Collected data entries

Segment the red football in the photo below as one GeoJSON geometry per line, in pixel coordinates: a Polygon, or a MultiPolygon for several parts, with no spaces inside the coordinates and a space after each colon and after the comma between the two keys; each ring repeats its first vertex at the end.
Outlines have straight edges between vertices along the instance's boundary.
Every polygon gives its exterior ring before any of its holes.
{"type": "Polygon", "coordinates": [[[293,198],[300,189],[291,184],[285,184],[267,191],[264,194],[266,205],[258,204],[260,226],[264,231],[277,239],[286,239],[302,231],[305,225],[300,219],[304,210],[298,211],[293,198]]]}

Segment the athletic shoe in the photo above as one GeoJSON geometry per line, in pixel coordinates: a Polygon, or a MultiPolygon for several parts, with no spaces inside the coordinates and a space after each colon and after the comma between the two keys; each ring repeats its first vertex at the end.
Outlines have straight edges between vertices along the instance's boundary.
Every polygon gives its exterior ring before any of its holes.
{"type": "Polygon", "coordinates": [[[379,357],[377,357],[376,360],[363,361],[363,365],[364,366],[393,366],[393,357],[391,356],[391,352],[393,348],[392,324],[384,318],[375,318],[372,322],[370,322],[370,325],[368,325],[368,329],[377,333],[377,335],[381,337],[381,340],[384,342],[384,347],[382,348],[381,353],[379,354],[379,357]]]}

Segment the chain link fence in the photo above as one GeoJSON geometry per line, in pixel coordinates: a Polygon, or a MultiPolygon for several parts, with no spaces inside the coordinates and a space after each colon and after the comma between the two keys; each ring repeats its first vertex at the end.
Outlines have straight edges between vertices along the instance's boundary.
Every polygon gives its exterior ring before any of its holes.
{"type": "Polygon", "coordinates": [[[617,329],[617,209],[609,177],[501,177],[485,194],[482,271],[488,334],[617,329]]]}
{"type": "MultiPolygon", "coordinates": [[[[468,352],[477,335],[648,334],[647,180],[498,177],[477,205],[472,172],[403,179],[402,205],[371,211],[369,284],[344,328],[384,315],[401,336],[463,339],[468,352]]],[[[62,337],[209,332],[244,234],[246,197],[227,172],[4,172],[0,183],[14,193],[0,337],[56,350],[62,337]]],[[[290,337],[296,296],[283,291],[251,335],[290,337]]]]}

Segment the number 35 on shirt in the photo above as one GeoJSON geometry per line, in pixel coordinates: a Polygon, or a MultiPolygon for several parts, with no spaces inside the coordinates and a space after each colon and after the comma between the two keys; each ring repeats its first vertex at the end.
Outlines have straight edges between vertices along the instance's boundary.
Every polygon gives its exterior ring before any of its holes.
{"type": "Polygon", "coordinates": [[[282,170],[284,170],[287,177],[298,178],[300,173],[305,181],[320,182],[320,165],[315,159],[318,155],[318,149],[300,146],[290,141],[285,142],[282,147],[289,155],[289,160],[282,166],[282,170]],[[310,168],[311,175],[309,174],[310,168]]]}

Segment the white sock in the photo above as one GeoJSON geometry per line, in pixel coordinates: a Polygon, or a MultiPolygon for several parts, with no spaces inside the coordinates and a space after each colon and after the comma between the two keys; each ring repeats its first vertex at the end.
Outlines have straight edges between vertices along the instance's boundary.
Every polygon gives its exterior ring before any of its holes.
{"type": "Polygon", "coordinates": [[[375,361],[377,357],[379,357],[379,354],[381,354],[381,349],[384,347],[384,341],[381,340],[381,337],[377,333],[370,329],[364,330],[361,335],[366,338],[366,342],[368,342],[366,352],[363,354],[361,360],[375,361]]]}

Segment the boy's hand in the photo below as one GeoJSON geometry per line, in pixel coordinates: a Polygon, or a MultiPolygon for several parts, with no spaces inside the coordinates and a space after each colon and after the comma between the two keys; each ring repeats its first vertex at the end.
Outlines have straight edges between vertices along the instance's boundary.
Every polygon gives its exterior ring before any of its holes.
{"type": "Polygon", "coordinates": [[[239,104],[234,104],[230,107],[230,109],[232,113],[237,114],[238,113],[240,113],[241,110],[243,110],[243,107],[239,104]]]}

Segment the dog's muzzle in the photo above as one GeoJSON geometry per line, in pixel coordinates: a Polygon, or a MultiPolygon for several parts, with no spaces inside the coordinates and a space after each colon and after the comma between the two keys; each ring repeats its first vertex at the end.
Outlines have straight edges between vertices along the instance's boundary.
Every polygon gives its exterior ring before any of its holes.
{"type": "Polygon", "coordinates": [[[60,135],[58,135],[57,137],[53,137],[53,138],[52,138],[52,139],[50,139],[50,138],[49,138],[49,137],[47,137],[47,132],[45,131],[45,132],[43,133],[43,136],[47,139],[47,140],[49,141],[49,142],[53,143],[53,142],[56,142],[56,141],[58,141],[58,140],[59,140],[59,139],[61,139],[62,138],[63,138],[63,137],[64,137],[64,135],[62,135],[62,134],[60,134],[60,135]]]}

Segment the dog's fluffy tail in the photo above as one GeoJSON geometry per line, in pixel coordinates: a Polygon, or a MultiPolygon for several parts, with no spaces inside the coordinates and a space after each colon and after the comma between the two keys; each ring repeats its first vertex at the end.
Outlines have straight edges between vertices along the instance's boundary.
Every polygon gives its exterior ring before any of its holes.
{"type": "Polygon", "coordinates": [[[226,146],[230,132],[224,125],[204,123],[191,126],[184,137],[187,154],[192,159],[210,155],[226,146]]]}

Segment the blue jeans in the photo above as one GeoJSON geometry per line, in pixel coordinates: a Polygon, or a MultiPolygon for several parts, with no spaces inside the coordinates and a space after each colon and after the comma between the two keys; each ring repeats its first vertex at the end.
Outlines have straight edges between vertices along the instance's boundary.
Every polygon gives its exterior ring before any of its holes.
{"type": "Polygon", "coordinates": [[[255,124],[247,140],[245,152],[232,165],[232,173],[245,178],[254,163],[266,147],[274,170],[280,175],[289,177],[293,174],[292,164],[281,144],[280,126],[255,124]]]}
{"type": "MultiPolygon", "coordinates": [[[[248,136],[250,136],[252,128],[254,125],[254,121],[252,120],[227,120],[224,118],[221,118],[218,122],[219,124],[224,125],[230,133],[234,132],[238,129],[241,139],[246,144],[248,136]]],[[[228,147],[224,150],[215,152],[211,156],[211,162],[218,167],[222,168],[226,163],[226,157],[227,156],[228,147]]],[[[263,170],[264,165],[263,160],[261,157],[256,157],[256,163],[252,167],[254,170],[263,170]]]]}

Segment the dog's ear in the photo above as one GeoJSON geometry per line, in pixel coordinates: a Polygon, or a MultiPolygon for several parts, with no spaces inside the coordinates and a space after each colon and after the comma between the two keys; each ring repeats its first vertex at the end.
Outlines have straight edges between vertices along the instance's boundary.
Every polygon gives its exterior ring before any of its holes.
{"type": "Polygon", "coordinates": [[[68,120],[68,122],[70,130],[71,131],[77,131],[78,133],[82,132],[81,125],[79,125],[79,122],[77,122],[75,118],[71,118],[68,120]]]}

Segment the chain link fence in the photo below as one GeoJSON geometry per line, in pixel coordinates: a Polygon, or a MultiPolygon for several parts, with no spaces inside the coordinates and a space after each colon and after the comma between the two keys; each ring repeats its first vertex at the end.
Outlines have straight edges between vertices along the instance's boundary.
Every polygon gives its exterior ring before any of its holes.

▶ TO BE DONE
Locate every line in the records above that contains the word "chain", and copy each of those lines.

▶ SOLUTION TO THIS PROBLEM
Segment the chain link fence in the photo above as one GeoJSON geometry per line, in pixel coordinates: a Polygon, or a MultiPolygon for several parts, with no spaces inside the coordinates and a space after each colon and after the comma between the two keys; each ring repeats its first vertex at the end.
Segment the chain link fence in the photo below as one GeoJSON geometry per line, in pixel coordinates: a Polygon, or a MultiPolygon for several parts, with no spaces inside the coordinates and a space after each colon and after the comma between the two keys; each ring repeats its first vertex at the end.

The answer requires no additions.